--- begin Exercise inputs ---
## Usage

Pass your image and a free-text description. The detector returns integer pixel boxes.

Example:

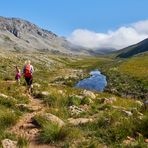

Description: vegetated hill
[115,39,148,58]
[0,52,148,148]
[0,17,88,54]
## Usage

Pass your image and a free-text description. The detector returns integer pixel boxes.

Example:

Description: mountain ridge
[0,17,87,54]
[115,38,148,58]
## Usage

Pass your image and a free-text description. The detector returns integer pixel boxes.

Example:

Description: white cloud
[67,20,148,49]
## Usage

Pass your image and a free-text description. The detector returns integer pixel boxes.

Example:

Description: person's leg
[29,76,33,93]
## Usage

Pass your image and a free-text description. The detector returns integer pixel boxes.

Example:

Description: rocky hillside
[117,39,148,58]
[0,52,148,148]
[0,17,86,54]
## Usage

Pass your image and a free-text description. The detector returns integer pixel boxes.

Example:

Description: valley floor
[0,53,148,148]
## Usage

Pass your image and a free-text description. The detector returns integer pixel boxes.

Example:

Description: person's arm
[22,66,26,74]
[31,65,34,73]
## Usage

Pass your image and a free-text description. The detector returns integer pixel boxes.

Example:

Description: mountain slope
[116,39,148,58]
[0,17,88,54]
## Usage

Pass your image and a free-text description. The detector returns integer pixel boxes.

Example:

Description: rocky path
[9,94,53,148]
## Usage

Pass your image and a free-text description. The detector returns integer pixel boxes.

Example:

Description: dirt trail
[9,94,53,148]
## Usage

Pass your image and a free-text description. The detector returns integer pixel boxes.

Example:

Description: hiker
[15,66,21,84]
[23,60,34,93]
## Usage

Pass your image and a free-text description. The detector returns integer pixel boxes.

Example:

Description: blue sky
[0,0,148,36]
[0,0,148,49]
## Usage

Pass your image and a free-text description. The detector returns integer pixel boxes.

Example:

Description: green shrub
[68,96,81,106]
[39,123,67,143]
[0,107,18,129]
[0,97,16,108]
[17,136,29,148]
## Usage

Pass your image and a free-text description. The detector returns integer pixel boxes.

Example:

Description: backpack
[24,65,31,77]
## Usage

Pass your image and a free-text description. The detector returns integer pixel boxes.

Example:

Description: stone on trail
[68,118,93,125]
[1,139,17,148]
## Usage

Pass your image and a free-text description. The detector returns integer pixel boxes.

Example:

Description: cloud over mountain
[67,20,148,49]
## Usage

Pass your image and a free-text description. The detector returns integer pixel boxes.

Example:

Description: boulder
[83,90,96,99]
[123,136,135,145]
[35,113,65,127]
[0,93,8,98]
[136,100,143,107]
[2,139,17,148]
[33,83,41,88]
[68,118,93,126]
[69,105,85,115]
[41,91,49,96]
[99,98,116,104]
[122,110,133,116]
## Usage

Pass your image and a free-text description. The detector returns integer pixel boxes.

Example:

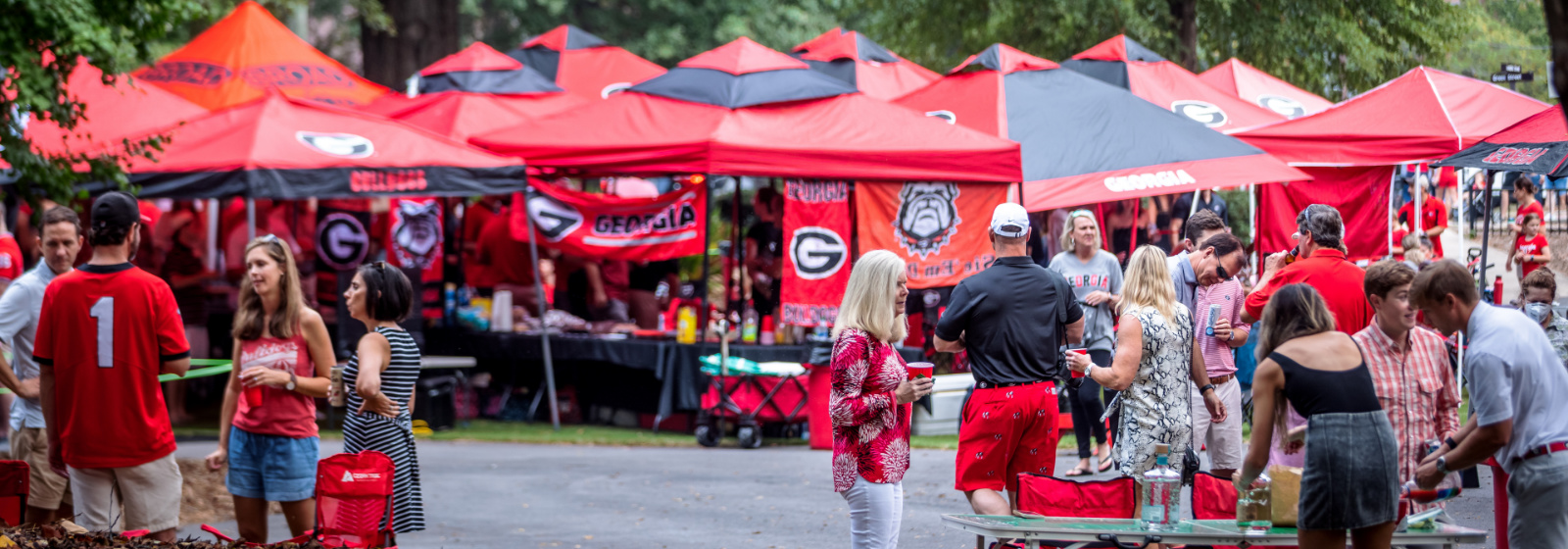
--- end Exercise inputs ---
Could you reproduce the records word for word, from the very start through the line containing "[17,136,29,148]", including that line, and leave the pictures out?

#### Exercise response:
## Usage

Pass your image and a free-text description. The detector returns integer pixel boxes.

Example:


Description: vegetated hill
[115,39,148,58]
[0,52,148,148]
[0,17,88,54]
## Usage

Pass your image and a free-text description. The detector returns integer pixel boxes.

Example:

Description: mountain ridge
[0,17,87,54]
[115,38,148,58]
## Usage

Pass your image and a free-text description. The detector returns integer pixel boxes.

Example:

Description: white cloud
[67,20,148,49]
## Usage

Pass your image and a free-text description. The detector returns integer pixel boxes.

Example:

Description: person's leg
[29,76,33,93]
## Usage

Pass your image and a free-text description. The detector returns integer pixel boxes.

Example:

Description: rocky hillside
[117,39,148,58]
[0,52,148,148]
[0,17,86,54]
## Usage

Pass your image and a free-text description. The detector returns integer pixel boxes.

Example:

Description: valley floor
[0,53,148,148]
## Usage

Pass your image and a free-text description. The detector returns integer pixel boxes.

Example:

Description: person's arm
[22,66,26,74]
[31,65,34,73]
## Usage

Pass your image and a free-text description. The detector returns integer pixel boxes.

Example:

Description: mountain slope
[116,39,148,58]
[0,17,88,54]
## Usage

Pass your image and a free-text description. The detector returns integer pixel boxes.

Example:

Description: rocky path
[9,94,53,148]
## Usage

Pass your image and a free-text description. The detector returns integer pixel boxes.

Example:

Description: dirt trail
[9,94,53,148]
## Usage

Pass your image and a free-text description. The detector returns integer pixel boxes.

Example:

Description: hiker
[15,66,21,84]
[23,60,34,93]
## Usage

Pass your image and a free-text description. The detector returns integer pixel boxes.

Example:

Description: blue sky
[0,0,148,36]
[0,0,148,49]
## Usage

Pass your image and a free-text description. The detector returns integer pixel boxes.

Example:

Description: green shrub
[68,96,81,106]
[39,123,67,143]
[0,107,18,129]
[0,97,16,108]
[17,136,29,148]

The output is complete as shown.